Text block
>>>

- Source: Hirnantian glaciation
The Hirnantian glaciation, also known as the Andean-Saharan glaciation, Early Paleozoic Ice Age (EPIA), the Early Paleozoic Icehouse, the Late Ordovician glaciation, or the end-Ordovician glaciation, occurred during the Paleozoic from approximately 460 Ma to around 420 Ma, during the Late Ordovician and the Silurian period. The major glaciation during this period was formerly thought only to consist of the Hirnantian glaciation itself but has now been recognized as a longer, more gradual event, which began as early as the Darriwilian, and possibly even the Floian. Evidence of this glaciation can be seen in places such as Arabia, North Africa, South Africa, Brazil, Peru, Bolivia, Chile, Argentina, and Wyoming. More evidence derived from isotopic data is that during the Late Ordovician, tropical ocean temperatures were about 5 °C cooler than present day; this would have been a major factor that aided in the glaciation process.
The Late Ordovician glaciation is widely considered to be the leading cause of the Late Ordovician mass extinction, and it is the only glacial episode that appears to have coincided with a major mass extinction of nearly 61% of marine life. Estimates of peak ice sheet volume range from 50 to 250 million cubic kilometres, and its duration from 35 million to less than 1 million years. At its height during the Hirnantian, the ice age is believed to have been significantly more extreme than the Last Glacial Maximum occurring during the terminal Pleistocene. Glaciation of the Northern Hemisphere was minimal because a large amount of the land was in the Southern Hemisphere.

<<<

Data supplied
>>>

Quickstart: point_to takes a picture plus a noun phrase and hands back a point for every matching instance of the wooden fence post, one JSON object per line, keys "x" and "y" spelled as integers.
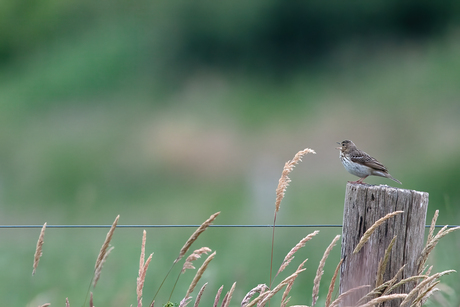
{"x": 365, "y": 204}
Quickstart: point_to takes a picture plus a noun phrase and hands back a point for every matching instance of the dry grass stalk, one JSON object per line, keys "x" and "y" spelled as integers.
{"x": 432, "y": 226}
{"x": 368, "y": 233}
{"x": 391, "y": 284}
{"x": 271, "y": 293}
{"x": 228, "y": 296}
{"x": 430, "y": 245}
{"x": 284, "y": 298}
{"x": 383, "y": 298}
{"x": 332, "y": 284}
{"x": 423, "y": 296}
{"x": 285, "y": 301}
{"x": 285, "y": 180}
{"x": 382, "y": 289}
{"x": 200, "y": 293}
{"x": 217, "y": 298}
{"x": 195, "y": 236}
{"x": 38, "y": 250}
{"x": 199, "y": 273}
{"x": 291, "y": 253}
{"x": 98, "y": 271}
{"x": 415, "y": 292}
{"x": 336, "y": 302}
{"x": 383, "y": 263}
{"x": 320, "y": 270}
{"x": 105, "y": 245}
{"x": 404, "y": 281}
{"x": 143, "y": 266}
{"x": 194, "y": 256}
{"x": 259, "y": 289}
{"x": 185, "y": 301}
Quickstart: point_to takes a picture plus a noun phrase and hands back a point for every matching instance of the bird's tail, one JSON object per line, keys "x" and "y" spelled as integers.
{"x": 392, "y": 178}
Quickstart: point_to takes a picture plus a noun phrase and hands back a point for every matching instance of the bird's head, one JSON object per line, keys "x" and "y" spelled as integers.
{"x": 346, "y": 145}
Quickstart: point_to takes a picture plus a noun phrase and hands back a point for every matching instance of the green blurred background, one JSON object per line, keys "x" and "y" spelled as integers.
{"x": 167, "y": 111}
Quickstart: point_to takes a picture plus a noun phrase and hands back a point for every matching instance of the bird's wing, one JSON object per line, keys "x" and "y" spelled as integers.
{"x": 364, "y": 159}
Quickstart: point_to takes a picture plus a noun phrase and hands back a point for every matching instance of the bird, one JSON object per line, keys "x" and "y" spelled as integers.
{"x": 360, "y": 164}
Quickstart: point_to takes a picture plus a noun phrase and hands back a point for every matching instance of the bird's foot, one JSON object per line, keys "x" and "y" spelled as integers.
{"x": 359, "y": 181}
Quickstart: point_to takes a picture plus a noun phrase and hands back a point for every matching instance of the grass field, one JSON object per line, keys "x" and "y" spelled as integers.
{"x": 79, "y": 147}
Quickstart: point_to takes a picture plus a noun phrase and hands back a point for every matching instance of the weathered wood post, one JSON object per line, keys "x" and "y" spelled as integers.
{"x": 365, "y": 204}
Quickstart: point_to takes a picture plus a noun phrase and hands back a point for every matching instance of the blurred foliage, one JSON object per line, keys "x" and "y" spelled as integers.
{"x": 271, "y": 36}
{"x": 167, "y": 111}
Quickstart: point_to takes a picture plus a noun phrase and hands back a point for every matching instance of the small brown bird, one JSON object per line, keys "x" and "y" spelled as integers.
{"x": 360, "y": 164}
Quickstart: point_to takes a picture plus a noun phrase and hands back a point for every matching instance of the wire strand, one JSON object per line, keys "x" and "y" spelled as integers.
{"x": 188, "y": 226}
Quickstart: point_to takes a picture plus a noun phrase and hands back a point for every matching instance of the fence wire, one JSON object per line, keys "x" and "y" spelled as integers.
{"x": 194, "y": 226}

<<<

Set task A
Retype the passage on the Hirnantian glaciation from "The Late Ordovician glaciation is" up to and including "the Southern Hemisphere.".
Set task B
Starting with the line in the records that contains "bird's wing, one" and running through the last line of the records, write out every line again, requests included, and add 15 to each x and y coordinate in the answers. Give only those lines.

Written solution A
The Late Ordovician glaciation is widely considered to be the leading cause of the Late Ordovician mass extinction, and it is the only glacial episode that appears to have coincided with a major mass extinction of nearly 61% of marine life. Estimates of peak ice sheet volume range from 50 to 250 million cubic kilometres, and its duration from 35 million to less than 1 million years. At its height during the Hirnantian, the ice age is believed to have been significantly more extreme than the Last Glacial Maximum occurring during the terminal Pleistocene. Glaciation of the Northern Hemisphere was minimal because a large amount of the land was in the Southern Hemisphere.

Written solution B
Quickstart: point_to takes a picture plus a noun phrase and hands back a point for every matching instance of the bird's wing, one JSON object per line, keys "x" and "y" spelled as integers.
{"x": 379, "y": 174}
Quickstart: point_to takes a picture plus a noun phrase and hands back a point for every matching instance of the bird, one JSON object per line, keys "x" and "y" spelled as integers.
{"x": 375, "y": 179}
Quickstart: point_to takes a picture plus a noun phrase and hands back a point for every matching instance of the bird's foot, one JSON object per line, keys "x" and "y" spelled as integers.
{"x": 374, "y": 196}
Quickstart: point_to takes a picture plus a noun phrase and hands back a point for every matching instance of the grass field, one JSON object per line, keys "x" and "y" spelled as integers.
{"x": 94, "y": 162}
Quickstart: point_to takes a picture plus a noun phrase and hands back a point for every matching instance of the weathered wood post, one JSON object per line, keys "x" and "y" spelled as integers.
{"x": 380, "y": 219}
Quickstart: point_to takes a picture plus a noun phrase and hands back a point for every matching instance of the blurred foliage, one JSON object per line, keys "x" and "y" spelled as integers.
{"x": 286, "y": 51}
{"x": 182, "y": 126}
Quickstart: point_to takes a picture plus a noun phrase and hands back a point for every matching instance of the small brown bird, one JSON object per line, keys "x" and "y" spelled as integers.
{"x": 375, "y": 179}
Quickstart: point_to takes a picture plus a noun phrase and hands back a point for every matching instance of the wire strand, one JSON object per line, keys "x" and "y" spelled as integers.
{"x": 203, "y": 241}
Quickstart: point_to takes a picture plus a noun phrase and hands back a point for every matching instance of the fence wire, one JSON object per line, keys "x" and "y" spelled as integers.
{"x": 209, "y": 241}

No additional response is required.